# Exercise goal
Render the items below as a numbered list, leaving out any blank lines.
— Start of Listed entries —
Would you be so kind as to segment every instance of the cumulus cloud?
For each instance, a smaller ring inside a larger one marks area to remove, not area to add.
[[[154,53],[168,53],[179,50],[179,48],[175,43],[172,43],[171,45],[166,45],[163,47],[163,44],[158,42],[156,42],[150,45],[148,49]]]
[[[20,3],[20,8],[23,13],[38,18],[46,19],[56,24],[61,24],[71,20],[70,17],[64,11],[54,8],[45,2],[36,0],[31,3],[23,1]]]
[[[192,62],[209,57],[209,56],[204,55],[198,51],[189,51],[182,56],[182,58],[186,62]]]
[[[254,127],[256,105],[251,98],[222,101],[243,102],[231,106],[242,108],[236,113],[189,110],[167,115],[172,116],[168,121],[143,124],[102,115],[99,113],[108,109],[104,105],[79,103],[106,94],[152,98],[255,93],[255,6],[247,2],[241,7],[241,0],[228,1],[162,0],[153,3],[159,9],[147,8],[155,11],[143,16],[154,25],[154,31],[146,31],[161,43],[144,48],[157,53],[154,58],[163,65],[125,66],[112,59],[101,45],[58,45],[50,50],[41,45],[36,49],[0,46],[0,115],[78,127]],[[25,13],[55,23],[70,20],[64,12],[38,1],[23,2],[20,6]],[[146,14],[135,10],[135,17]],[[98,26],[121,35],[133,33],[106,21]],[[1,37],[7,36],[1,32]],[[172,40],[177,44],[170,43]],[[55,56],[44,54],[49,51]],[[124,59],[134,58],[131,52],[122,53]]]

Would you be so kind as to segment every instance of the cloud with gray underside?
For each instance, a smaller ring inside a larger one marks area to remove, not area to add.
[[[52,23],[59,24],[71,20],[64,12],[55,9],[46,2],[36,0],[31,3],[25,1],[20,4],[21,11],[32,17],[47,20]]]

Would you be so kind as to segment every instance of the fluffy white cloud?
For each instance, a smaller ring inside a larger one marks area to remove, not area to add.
— End of Listed entries —
# Correct output
1. Would you be so kind as to segment every instance of the cumulus cloud?
2. For each instance, a smaller ring inside a larger one marks area to remove, not area to add.
3. [[[154,53],[168,53],[179,50],[179,48],[175,43],[172,43],[171,45],[166,45],[163,47],[163,44],[158,42],[156,42],[150,45],[148,49]]]
4. [[[20,3],[20,8],[23,13],[38,18],[46,19],[56,24],[61,24],[71,20],[70,17],[64,11],[54,8],[45,2],[36,0],[31,3],[23,1]]]
5. [[[192,62],[209,57],[209,56],[204,55],[198,51],[189,51],[182,56],[182,58],[186,62]]]
6. [[[254,127],[256,105],[251,98],[222,101],[243,102],[231,106],[242,108],[236,113],[189,110],[167,115],[172,116],[168,121],[143,124],[102,115],[99,113],[108,109],[104,105],[79,103],[106,94],[152,98],[255,93],[255,6],[247,2],[241,7],[241,0],[228,1],[162,0],[153,3],[159,9],[147,8],[155,11],[143,16],[154,25],[154,31],[146,31],[161,43],[144,48],[157,53],[154,58],[163,65],[125,66],[112,59],[101,45],[58,45],[50,50],[41,45],[36,49],[0,46],[0,115],[78,127]],[[25,13],[55,23],[70,20],[64,12],[38,1],[23,2],[20,6]],[[146,14],[135,10],[135,17]],[[98,26],[121,35],[133,33],[106,21]],[[1,37],[7,36],[1,32]],[[172,40],[177,44],[170,43]],[[55,56],[44,54],[49,51]],[[124,59],[134,58],[131,52],[122,53]]]
7. Would you be so kind as to segment every instance of the cloud with gray underside?
8. For each instance, a smaller ring inside a larger one marks area to remove, not area to add.
9. [[[52,23],[59,24],[71,20],[64,12],[55,9],[46,2],[36,0],[31,3],[25,1],[20,4],[21,11],[32,17],[47,20]]]
10. Would you be so kind as to segment every instance of the fluffy white cloud?
11. For each instance, a smaller ring inside a larger one marks area to remove, not area to add.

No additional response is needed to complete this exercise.